小課題 A:
債権者代位権についての提示文で、「要件」の見出しの下に立てられている個々の要件の小見出しをすべて、本文中の表記どおりに挙げてください。

提示文:
━━━━━━

Aは、Bに対して100万円の貸金債権を有しており、BはCに対して100万円の貸金債権を有していた。Bは無資力であるにもかかわらず、Cに対して100万円の支払いを請求しないので、AはBに代わって、Cに対して100万円の支払いを請求した。

債権者代位権とは、債務者Bが自らの権利を行使しない場合に、債権者Aが債務者Bに代わってその権利を行使することをいいます。
この制度の目的は、強制執行の準備として、債務者の責任財産1を保全することにあります。

要件

債権保全の必要性

債権者は、自己の債権を保全するため必要がある場合、債務者に属する権利(被代位権利)を行使することができます(423条1項本文)。そのため、債権保全の必要性が要件とされていいます。

ここでいう債権保全の必要性とは、債務者が無資力であることを意味します。2

ただし、金銭債権の保全以外を目的とする債権者代位権の転用423条の7)の場合には、債務者の無資力は要件とされていません。3

被代位権利が債務者の「一身専属権」・「差押えを禁じられた権利」ではないこと

債務者の一身に専属する権利や、差押えを禁じられた権利は、債権者代位権の対象にはなりません(423条1項但書)。

「一身に専属する権利」とは、特定の権利主体だけが行使できる権利のことで、その該当性は個々の権利の性質や規定の趣旨を考慮して判断されます。例えば、認知請求権(787条)など、身分に関わる権利の多くがこれに該当すると考えられています。

代位行使できる代位行使できない
登記請求権(大判明43.7.6)
妨害排除請求権
 賃借人の場合:大判昭4.12.16
 抵当権者の場合:最大判平11.11.24等
債権者代位権(最判昭39.4.17)
消滅時効の援用権(最判昭43.9.26)
取消権や解除権などの形成権
債権譲渡の通知(大判昭5.10.10)
名誉棄損による慰謝料請求権(最判昭58.10.6)
※当事者間で具体的な金額が確定したときは、代位行使できる
遺留分4遺留分侵害額請求権5(最判平13.11.22)
※権利行使の確定的意思を有することを外部に表明したと認められる特段の事情がある場合は、代位行使できる。

債権の履行期が到来していること

債権者は、その債権の期限が到来していない間は、被代位権利を行使することができません(423条2項本文)。

ただし、保存行為については、履行気が到来していなくても行使が認められます(423条2項但書)。6

債務者が権利を行使していないこと

債権者代位権を行使するには、債務者が自らその権利を行使していないことが必要です(最判昭28.12.14)。

これは、もともと債務者のみんが自由に行使できる権利に対して、債権者が干渉する以上、その干渉は必要最小限にとどめるべきであるという考えに基づいています。

行使方法

権利行使の名義

代位債権者は、債務者の代理人として権利行使をするわけではなく、自己の名で権利を行使します。

━━━━━━

提供データ:

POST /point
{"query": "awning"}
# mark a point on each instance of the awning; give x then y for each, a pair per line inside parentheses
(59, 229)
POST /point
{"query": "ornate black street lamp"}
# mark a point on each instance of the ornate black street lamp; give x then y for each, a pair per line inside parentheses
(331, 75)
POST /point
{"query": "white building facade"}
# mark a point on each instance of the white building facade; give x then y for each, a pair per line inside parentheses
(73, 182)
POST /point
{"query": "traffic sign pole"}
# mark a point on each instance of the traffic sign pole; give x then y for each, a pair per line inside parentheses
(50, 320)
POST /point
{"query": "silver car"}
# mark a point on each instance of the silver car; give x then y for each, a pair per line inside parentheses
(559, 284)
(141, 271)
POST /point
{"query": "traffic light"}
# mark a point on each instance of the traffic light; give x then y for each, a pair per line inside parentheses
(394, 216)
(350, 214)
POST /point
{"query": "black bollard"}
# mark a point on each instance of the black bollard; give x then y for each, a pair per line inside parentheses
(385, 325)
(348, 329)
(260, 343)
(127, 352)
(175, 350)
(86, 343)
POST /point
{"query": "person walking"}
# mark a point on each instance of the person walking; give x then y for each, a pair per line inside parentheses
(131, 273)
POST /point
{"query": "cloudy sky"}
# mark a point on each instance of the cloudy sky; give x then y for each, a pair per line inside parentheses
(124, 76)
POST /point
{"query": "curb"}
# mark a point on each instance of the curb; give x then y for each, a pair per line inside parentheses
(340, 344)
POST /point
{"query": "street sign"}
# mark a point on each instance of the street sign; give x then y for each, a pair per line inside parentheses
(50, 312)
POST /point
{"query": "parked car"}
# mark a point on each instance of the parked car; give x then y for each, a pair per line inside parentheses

━━━━━━

小課題 B:
記録の中から「query」という文字列を含む行をすべて探し出し、一字も変えずに書き写してください。大文字と小文字は区別されます。

期待される出力 A:
債権保全の必要性
被代位権利が債務者の「一身専属権」・「差押えを禁じられた権利」ではないこと
債権の履行期が到来していること
債務者が権利を行使していないこと

期待される出力 B:
{"query": "awning"}
{"query": "ornate black street lamp"}
{"query": "white building facade"}
{"query": "traffic sign pole"}
{"query": "silver car"}
{"query": "traffic light"}
{"query": "black bollard"}
{"query": "person walking"}
{"query": "cloudy sky"}
{"query": "curb"}
{"query": "street sign"}
{"query": "parked car"}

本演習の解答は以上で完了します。